*Prompt A*
Answer these questions about the regular expression passage, one answer per line, marked the same way:
(i) What number is printed when the pattern '[A-Za-z]+' is used?
(ii) Which character class is added to the pattern to include numbers?
(iii) What two parameters does the function regex_find_words take?
*Prompt B*
In the records, rewrite everything from the line containing "Pinpoint every instance of navy cap with star" down to the line containing "[681,198,826,270]", both included, keeping the requests as they are. Multiply every bounding-box coordinate in the answers by 0.25 and round to whole numbers, with halves rounded up. Return only those lines.

*Quoted passage*
==*==
Let's start adjusting the pattern to see how the number of words changes as we change the pattern. We will create a new function where we can pass in the pattern for the regular expression engine to use:

In [5]:
# type&run the above example/exercise in this cell

In [6]:
import re 
def regex_find_words(text, pattern):
  regex = re.compile(pattern)  #2  compile it
  return regex.findall(text)   #3  return those tokens that match the pattern

pattern = '[A-Za-z]+'
print(len(regex_find_words(BOOK_TEXT, pattern)))

116312


Now let's consider keeping tokens that have numbers in them (e.g. 1st) or those that are all numbers (e.g. 10 cents). We can extend our pattern to include numbers (we use the character class 0-9).

In [7]:
def pattern_demo():
    pattern = '[0-9A-Za-z]+'
    words = regex_find_words(BOOK_TEXT, pattern)
    uniq = get_uniq_wordset(words)
==*==
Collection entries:
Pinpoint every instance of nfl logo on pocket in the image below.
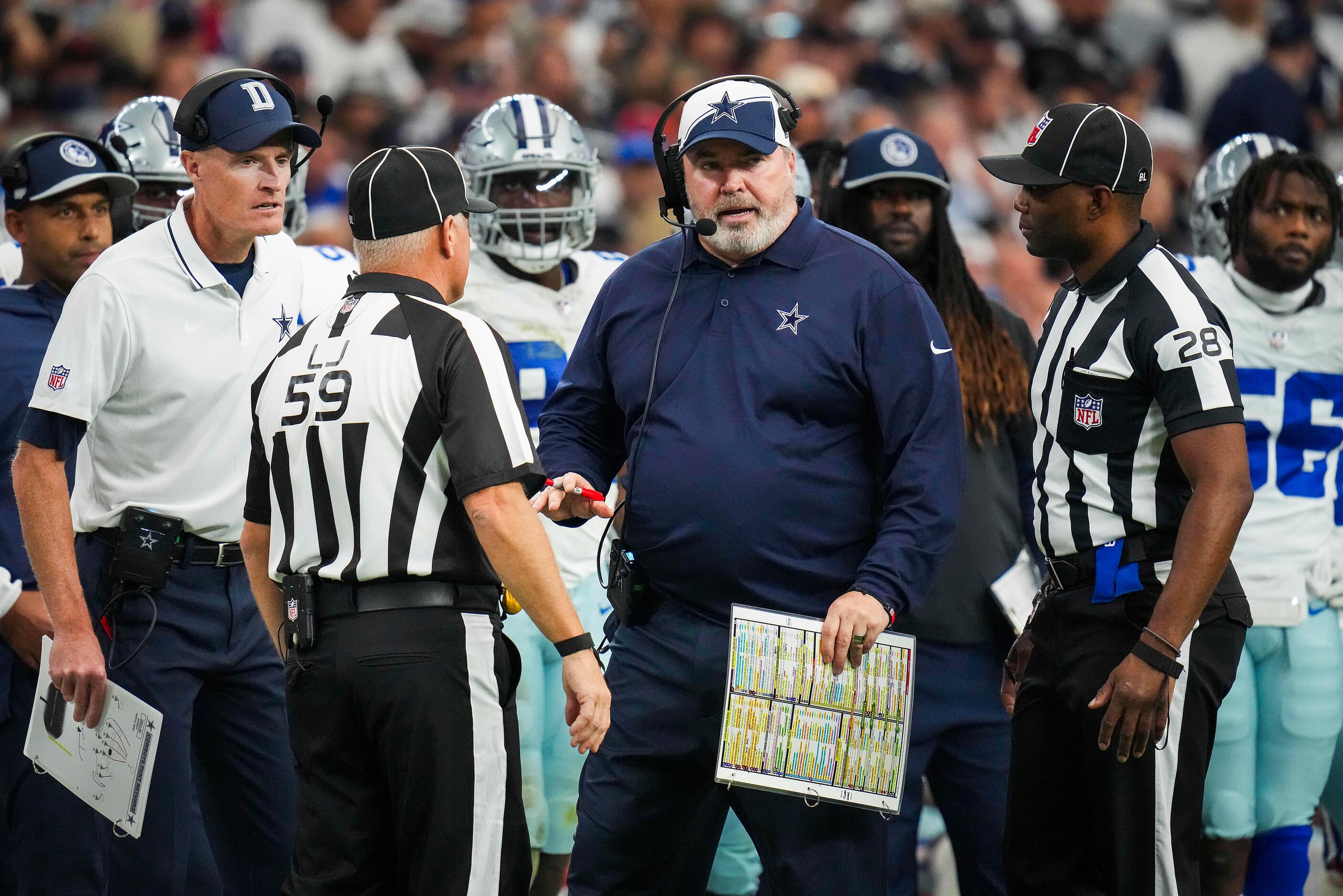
[1073,395,1105,430]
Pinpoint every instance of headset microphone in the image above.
[658,196,718,237]
[289,94,336,176]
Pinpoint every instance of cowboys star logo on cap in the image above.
[678,81,788,155]
[881,130,918,168]
[61,140,98,168]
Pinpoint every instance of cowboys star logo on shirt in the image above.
[1026,112,1054,146]
[1073,395,1105,430]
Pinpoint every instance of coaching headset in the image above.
[653,75,802,237]
[172,69,336,175]
[596,75,802,623]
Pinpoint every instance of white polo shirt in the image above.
[31,193,325,542]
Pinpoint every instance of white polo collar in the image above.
[168,189,275,289]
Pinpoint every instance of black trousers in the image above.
[282,607,532,896]
[1003,564,1250,896]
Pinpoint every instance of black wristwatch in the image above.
[849,587,896,629]
[555,631,593,657]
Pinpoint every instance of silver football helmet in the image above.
[1188,133,1296,262]
[457,94,600,274]
[285,163,308,238]
[99,97,191,229]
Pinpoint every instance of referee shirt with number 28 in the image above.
[1030,222,1245,557]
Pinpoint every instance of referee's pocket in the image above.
[1054,367,1151,454]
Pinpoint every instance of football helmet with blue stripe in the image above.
[1188,133,1296,262]
[457,94,599,274]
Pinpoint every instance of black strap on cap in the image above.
[555,631,593,657]
[1129,639,1185,680]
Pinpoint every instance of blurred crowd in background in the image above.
[8,0,1343,332]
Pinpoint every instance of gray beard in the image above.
[690,189,796,258]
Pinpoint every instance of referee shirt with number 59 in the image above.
[243,273,544,584]
[1030,222,1245,557]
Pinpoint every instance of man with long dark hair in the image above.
[822,127,1034,896]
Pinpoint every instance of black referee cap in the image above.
[349,146,496,239]
[979,102,1152,193]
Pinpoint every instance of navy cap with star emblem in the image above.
[842,127,951,192]
[677,81,788,155]
[0,133,140,208]
[979,102,1152,195]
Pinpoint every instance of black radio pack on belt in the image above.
[281,572,317,650]
[109,508,181,588]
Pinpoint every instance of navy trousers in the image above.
[885,641,1011,896]
[570,601,886,896]
[73,535,295,896]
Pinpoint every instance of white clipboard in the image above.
[989,548,1042,634]
[23,637,164,837]
[715,604,915,814]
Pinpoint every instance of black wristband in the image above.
[555,631,593,657]
[1129,639,1185,678]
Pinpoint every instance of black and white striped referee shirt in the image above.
[1030,222,1245,557]
[243,274,544,584]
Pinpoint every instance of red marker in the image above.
[545,479,606,501]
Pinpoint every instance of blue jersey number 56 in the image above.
[1236,367,1343,525]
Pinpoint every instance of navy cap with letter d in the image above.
[181,78,323,152]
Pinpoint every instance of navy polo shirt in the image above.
[0,281,74,588]
[540,201,964,619]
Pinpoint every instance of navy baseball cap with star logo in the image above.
[181,78,323,152]
[0,133,140,208]
[677,81,788,155]
[979,102,1152,193]
[842,127,951,192]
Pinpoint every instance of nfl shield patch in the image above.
[1073,395,1105,430]
[1018,112,1054,146]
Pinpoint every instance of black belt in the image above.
[91,528,243,567]
[1045,529,1176,591]
[313,579,500,619]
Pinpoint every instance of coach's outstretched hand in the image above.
[532,473,615,522]
[562,650,611,752]
[998,629,1035,716]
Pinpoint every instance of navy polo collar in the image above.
[1063,220,1159,298]
[681,198,826,270]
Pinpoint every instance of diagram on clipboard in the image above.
[23,638,164,837]
[715,604,915,813]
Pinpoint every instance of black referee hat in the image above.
[349,146,496,239]
[979,102,1152,193]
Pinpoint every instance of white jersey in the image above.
[295,246,359,329]
[453,249,625,588]
[31,193,330,542]
[0,239,23,286]
[1187,257,1343,610]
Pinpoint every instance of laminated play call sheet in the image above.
[715,604,915,813]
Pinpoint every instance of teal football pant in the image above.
[1203,603,1343,840]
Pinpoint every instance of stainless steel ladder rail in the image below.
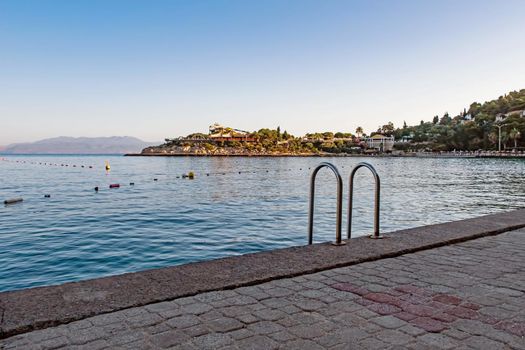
[308,162,345,245]
[347,162,384,239]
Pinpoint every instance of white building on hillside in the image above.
[366,134,394,152]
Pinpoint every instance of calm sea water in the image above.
[0,156,525,291]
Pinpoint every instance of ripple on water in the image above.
[0,156,525,291]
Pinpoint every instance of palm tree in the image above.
[509,128,521,148]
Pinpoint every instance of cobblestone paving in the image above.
[0,230,525,350]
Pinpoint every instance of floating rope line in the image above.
[0,158,338,204]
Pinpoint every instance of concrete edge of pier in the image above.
[0,209,525,339]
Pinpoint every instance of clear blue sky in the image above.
[0,0,525,145]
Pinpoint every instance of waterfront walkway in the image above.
[0,229,525,350]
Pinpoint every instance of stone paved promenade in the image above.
[0,229,525,350]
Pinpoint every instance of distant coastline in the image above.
[124,152,525,159]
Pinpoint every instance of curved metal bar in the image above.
[308,162,343,245]
[347,162,381,239]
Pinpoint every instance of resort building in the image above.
[366,134,394,152]
[208,123,257,142]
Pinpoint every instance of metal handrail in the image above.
[347,162,383,239]
[308,162,345,245]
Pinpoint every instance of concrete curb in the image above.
[0,209,525,339]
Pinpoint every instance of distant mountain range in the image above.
[0,136,158,154]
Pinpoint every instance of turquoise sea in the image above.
[0,155,525,291]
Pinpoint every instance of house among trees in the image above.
[208,123,257,142]
[366,134,394,152]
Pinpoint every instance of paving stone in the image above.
[253,309,287,321]
[151,330,189,348]
[375,329,413,345]
[206,317,244,333]
[246,321,284,335]
[417,333,459,349]
[191,333,233,350]
[280,339,324,350]
[237,335,279,350]
[370,316,407,329]
[464,335,505,350]
[166,315,201,329]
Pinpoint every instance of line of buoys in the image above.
[1,158,93,169]
[4,198,24,205]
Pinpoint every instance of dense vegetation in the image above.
[150,89,525,154]
[392,89,525,151]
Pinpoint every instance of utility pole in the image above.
[496,124,507,153]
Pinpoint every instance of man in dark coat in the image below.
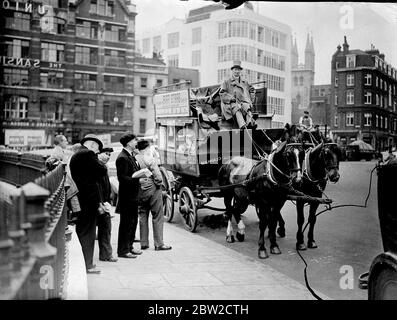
[98,148,117,262]
[70,135,107,273]
[116,133,142,258]
[219,61,257,129]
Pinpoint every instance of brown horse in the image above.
[218,127,303,259]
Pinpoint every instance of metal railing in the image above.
[0,152,70,300]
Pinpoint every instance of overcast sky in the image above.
[132,0,397,84]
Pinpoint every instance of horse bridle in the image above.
[303,142,339,183]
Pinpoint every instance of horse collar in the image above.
[266,153,277,185]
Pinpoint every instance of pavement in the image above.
[69,209,329,300]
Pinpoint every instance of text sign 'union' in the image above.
[153,90,190,118]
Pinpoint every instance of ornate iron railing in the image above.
[0,152,69,299]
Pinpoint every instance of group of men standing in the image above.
[52,133,171,273]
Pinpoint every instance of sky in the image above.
[132,0,397,84]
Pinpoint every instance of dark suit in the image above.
[70,147,107,269]
[116,149,140,255]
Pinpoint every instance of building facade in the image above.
[137,3,291,127]
[291,34,315,123]
[133,57,168,136]
[331,37,397,151]
[0,0,136,145]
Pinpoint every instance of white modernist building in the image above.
[136,3,291,127]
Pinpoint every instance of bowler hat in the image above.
[100,147,114,153]
[230,60,243,70]
[136,140,150,151]
[120,133,136,147]
[80,133,103,150]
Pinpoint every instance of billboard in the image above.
==*==
*Full solution A*
(i) 116312
(ii) 0-9
(iii) text and pattern

*Full solution B*
Pinpoint every instance of navy cap with star emblem in the image above.
[211,32,238,48]
[169,20,197,39]
[0,33,35,52]
[245,26,288,49]
Pinpoint every instance of black radio pack on belt in the image above.
[70,143,79,163]
[27,127,45,147]
Pinpoint every instance of navy trousers in the image above.
[221,160,253,224]
[143,150,222,224]
[18,134,74,224]
Pinpoint every instance of white clipboard in the image above.
[247,137,261,159]
[6,159,41,209]
[179,151,229,204]
Pinpoint every instance of black wristband in the image above.
[139,158,148,164]
[282,160,296,170]
Pinpoint every instance of black and white striped referee shirt in the image above.
[258,56,311,139]
[61,69,136,146]
Pinpoint every instance of red marker in the image above.
[136,120,152,125]
Pinpoint every instance of blue jersey number 56 in the image above.
[309,92,336,131]
Pinpoint every instance of navy cap with letter d in the image above.
[45,20,81,38]
Pinpoint every instance of navy polo shirt in the image above.
[0,70,19,147]
[135,50,241,155]
Pinpoint every instance of navy baseball cap with star logo in the image above.
[45,20,81,38]
[0,33,35,52]
[169,20,197,39]
[245,26,288,48]
[211,32,238,48]
Pinpoint every instance of nfl shield patch in the image above.
[268,99,276,108]
[255,28,264,37]
Pinpoint every instance of black belt in the image above.
[23,132,61,142]
[261,132,294,148]
[78,145,125,155]
Pinpoint every instance of coach's outstretched hand in the image above.
[133,118,154,131]
[141,163,153,188]
[250,157,259,179]
Pinpoint every instance of navy polo collar in the image above.
[266,55,290,75]
[170,50,207,68]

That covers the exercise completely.